[Data excerpts Boundary: Start]

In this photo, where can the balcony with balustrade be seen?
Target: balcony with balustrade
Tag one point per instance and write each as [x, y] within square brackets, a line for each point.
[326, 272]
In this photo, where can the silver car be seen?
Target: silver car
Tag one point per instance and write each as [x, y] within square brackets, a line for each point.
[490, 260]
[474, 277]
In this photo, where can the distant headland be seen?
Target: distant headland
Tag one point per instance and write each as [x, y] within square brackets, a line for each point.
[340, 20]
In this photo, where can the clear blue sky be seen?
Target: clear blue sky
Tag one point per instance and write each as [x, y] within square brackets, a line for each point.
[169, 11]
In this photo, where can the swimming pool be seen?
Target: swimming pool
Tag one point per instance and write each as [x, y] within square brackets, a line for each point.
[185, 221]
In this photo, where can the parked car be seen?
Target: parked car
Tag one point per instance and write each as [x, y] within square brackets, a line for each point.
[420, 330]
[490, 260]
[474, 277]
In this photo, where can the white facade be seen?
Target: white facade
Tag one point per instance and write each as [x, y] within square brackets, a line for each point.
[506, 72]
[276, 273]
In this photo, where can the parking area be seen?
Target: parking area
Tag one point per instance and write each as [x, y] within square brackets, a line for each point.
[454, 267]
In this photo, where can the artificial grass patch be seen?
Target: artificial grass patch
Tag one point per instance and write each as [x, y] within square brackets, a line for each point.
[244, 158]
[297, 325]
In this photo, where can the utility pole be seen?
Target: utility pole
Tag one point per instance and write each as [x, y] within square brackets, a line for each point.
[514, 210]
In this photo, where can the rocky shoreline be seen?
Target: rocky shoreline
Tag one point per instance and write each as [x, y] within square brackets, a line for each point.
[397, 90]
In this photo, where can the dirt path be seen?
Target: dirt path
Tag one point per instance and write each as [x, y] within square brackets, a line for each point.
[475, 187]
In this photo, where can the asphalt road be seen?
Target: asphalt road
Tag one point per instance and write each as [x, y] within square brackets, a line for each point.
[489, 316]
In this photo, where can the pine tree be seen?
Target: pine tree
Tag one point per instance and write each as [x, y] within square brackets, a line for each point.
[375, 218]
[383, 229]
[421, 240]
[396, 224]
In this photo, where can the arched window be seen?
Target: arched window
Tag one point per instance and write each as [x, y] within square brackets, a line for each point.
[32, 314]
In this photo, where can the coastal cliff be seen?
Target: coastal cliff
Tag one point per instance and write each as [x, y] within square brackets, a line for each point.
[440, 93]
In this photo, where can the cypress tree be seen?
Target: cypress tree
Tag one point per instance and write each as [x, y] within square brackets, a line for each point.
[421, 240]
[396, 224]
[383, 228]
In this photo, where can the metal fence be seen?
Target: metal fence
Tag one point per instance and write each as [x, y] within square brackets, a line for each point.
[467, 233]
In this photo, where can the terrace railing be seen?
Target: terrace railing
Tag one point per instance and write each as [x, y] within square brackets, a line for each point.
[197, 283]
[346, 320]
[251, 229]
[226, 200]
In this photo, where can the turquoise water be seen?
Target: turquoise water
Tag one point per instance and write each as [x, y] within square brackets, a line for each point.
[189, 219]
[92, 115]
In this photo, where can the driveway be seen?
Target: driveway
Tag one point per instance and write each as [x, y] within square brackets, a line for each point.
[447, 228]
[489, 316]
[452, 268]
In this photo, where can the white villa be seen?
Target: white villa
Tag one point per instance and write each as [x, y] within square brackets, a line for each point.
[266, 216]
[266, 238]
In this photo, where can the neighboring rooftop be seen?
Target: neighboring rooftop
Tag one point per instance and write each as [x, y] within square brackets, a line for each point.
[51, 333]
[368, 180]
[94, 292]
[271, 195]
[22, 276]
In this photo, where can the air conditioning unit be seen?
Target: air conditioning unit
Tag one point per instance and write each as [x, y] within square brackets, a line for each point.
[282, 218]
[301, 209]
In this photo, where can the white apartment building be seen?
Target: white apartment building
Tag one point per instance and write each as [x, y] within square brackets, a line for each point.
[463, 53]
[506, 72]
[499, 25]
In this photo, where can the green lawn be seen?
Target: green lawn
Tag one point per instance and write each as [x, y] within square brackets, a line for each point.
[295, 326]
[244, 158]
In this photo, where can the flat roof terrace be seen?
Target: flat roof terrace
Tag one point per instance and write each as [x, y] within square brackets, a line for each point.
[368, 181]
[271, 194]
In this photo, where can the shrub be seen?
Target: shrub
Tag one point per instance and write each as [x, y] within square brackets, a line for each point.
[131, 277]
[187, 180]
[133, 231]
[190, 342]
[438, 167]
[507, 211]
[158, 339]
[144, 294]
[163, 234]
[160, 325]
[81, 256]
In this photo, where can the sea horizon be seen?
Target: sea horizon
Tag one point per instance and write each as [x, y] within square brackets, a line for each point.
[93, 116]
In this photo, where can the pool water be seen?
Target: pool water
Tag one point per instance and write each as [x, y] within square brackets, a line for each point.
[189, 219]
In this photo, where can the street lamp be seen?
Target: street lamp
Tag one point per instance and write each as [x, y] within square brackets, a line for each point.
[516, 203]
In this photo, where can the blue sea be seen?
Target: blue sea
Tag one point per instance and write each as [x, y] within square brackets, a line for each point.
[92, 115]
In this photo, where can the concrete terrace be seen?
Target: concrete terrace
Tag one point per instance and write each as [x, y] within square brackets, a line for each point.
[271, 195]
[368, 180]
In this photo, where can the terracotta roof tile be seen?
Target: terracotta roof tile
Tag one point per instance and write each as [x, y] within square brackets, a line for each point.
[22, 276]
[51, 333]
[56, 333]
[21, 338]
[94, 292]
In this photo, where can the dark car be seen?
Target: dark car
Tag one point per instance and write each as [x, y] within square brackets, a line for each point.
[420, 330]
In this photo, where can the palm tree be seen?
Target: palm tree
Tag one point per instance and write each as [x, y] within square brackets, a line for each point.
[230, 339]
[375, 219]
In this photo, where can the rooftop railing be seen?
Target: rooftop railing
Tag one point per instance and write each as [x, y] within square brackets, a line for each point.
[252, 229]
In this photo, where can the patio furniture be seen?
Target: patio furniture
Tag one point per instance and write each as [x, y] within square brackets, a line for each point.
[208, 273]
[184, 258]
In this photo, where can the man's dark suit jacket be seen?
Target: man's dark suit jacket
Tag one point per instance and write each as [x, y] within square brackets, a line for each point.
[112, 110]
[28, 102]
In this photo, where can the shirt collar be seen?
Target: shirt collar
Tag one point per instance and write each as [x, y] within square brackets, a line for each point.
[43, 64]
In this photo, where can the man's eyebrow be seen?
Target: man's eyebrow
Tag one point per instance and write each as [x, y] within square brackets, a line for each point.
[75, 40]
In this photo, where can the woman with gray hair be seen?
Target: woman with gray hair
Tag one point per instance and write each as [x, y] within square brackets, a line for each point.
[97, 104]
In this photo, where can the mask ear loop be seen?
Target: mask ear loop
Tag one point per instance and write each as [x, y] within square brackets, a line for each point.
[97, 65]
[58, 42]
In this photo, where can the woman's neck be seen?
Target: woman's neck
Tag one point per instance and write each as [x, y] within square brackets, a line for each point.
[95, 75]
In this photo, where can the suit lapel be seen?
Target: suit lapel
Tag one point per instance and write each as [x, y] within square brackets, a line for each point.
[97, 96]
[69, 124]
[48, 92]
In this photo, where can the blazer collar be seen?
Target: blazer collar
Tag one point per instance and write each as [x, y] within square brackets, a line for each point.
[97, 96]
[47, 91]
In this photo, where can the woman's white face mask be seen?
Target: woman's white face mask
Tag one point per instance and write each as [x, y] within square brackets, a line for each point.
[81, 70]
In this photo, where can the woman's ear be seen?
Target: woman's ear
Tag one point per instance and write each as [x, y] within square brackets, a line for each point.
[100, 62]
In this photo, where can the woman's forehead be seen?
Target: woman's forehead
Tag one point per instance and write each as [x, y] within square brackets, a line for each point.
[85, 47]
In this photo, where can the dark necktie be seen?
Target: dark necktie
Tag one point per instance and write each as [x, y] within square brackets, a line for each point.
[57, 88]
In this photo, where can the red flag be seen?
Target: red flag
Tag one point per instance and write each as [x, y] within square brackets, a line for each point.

[Data excerpts Boundary: End]

• [What is being asked] Everything from the first line of the data through the line holding "Target: white facade" should be output exactly, and no other lines.

• [Answer to the problem]
In this photo, where can the balcony with balustrade be seen?
Target: balcony with balustrade
Tag one point per instance and write each as [x, y] within square brackets, a line for each point.
[326, 272]
In this photo, where can the silver car be seen?
Target: silver car
Tag one point per instance and write each as [x, y] within square brackets, a line for each point.
[490, 260]
[474, 277]
In this photo, where can the distant headland be seen?
Target: distant headland
Tag one point per instance and write each as [x, y] within square brackets, a line for each point.
[340, 20]
In this photo, where can the clear blue sky be seen?
Target: clear blue sky
Tag one point per instance and write each as [x, y] within square brackets, a line for each point.
[169, 11]
In this photo, where can the swimming pool be seen?
Target: swimming pool
Tag one point per instance and write each as [x, y] within square brackets, a line for each point.
[185, 221]
In this photo, where can the parked car be seen?
Target: parked car
Tag one point per instance and write each as [x, y] within square brackets, a line for each point.
[420, 330]
[490, 260]
[474, 277]
In this photo, where can the white facade be seen?
Target: white facade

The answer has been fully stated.